> Stored data entries
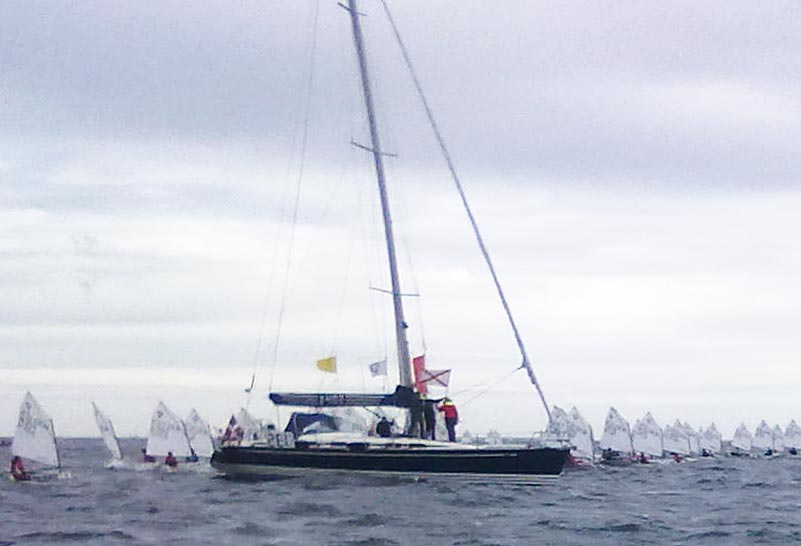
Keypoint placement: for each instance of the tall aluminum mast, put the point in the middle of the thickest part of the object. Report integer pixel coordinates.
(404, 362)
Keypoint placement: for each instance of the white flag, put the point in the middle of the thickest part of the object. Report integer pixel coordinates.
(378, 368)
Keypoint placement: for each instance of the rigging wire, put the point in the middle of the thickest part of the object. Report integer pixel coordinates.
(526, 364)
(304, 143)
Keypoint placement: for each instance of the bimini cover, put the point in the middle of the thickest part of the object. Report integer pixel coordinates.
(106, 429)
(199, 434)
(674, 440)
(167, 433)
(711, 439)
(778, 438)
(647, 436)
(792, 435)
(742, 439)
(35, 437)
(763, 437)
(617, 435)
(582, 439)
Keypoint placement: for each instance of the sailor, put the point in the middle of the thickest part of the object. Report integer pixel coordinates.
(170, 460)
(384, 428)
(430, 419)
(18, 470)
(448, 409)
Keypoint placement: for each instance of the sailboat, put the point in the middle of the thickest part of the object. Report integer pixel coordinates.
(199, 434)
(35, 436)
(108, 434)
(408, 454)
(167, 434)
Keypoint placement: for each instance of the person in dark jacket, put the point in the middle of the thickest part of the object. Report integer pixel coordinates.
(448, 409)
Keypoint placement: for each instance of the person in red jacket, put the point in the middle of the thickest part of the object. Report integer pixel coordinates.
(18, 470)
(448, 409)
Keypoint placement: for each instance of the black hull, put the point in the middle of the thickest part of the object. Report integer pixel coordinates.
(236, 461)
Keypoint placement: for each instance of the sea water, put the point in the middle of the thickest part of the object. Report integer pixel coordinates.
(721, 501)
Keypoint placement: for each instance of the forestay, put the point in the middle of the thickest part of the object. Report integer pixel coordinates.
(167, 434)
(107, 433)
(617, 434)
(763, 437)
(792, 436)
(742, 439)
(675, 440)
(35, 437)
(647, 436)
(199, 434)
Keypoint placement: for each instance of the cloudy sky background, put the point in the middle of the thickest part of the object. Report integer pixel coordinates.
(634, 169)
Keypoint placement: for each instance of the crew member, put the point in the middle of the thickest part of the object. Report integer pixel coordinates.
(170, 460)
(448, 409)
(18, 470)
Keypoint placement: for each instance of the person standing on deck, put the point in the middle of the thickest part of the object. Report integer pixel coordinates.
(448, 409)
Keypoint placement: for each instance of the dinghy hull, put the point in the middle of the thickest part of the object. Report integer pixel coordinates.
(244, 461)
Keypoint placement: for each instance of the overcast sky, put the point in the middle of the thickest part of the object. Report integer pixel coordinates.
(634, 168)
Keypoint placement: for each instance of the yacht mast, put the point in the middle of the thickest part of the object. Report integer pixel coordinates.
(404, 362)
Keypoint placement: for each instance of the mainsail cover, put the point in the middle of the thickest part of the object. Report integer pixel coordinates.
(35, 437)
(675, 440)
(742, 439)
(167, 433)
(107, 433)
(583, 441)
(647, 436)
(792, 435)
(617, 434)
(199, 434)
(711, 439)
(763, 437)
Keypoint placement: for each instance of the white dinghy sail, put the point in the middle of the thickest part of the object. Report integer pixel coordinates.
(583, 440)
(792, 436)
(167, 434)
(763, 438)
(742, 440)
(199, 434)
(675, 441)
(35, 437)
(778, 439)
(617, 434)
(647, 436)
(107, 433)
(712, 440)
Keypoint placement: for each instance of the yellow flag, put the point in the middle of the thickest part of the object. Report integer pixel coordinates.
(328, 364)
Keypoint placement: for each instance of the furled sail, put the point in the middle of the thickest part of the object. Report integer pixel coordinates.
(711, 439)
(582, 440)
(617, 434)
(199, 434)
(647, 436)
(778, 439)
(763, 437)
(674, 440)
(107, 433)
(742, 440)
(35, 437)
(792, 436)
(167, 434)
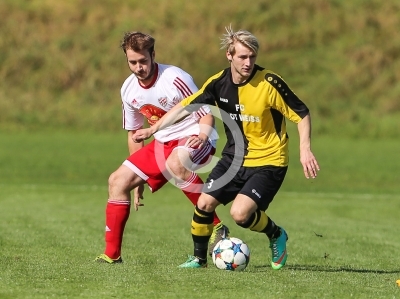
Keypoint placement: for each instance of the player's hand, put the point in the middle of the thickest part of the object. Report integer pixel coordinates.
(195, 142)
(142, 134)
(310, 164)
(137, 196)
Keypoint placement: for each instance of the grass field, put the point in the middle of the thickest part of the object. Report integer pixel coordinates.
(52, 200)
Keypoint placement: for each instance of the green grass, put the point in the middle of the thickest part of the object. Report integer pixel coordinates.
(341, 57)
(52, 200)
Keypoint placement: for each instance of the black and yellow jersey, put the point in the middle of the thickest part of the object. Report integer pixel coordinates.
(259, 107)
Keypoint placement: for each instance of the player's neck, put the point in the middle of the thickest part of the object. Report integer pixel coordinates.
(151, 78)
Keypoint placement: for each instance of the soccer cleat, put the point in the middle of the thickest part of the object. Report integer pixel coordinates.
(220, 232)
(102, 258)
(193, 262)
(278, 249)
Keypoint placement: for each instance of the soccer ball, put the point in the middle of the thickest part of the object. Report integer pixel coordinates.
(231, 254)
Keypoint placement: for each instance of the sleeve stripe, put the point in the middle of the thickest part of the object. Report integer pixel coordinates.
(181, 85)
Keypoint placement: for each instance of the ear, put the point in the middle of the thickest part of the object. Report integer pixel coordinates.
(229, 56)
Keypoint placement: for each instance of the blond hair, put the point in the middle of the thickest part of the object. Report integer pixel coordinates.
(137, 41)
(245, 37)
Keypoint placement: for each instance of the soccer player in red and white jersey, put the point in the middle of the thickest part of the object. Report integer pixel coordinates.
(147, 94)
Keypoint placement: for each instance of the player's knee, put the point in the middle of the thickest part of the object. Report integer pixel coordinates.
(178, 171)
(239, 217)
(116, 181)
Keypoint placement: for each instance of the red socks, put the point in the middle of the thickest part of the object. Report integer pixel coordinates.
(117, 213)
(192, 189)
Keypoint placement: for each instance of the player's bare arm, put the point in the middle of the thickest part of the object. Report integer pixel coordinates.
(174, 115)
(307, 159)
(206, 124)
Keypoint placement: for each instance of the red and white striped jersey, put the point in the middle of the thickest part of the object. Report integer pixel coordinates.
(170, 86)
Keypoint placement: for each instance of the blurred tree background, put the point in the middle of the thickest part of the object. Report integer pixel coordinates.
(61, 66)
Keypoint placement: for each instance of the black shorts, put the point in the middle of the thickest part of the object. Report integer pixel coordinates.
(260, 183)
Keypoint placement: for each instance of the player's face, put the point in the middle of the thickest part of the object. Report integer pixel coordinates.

> DESCRIPTION OF THE TASK
Once you reach the line that holds "Keypoint placement: for each instance of the blurred", print it and every line after it through the end of the records, word for word.

> EXERCISE RESPONSE
Keypoint placement: for each instance of the blurred tree background, put the point in the middle of the thickest part of the object. Report integer pixel coordinates.
(61, 66)
Keypoint placement: for each instance of the black shorts, put the point in the middle of the thickest part of the object. Report integer pixel coordinates.
(260, 183)
Keypoint placement: for each instance of the player's face, put the point in the middle of the thickest part of the object. Report integer pixel coordinates.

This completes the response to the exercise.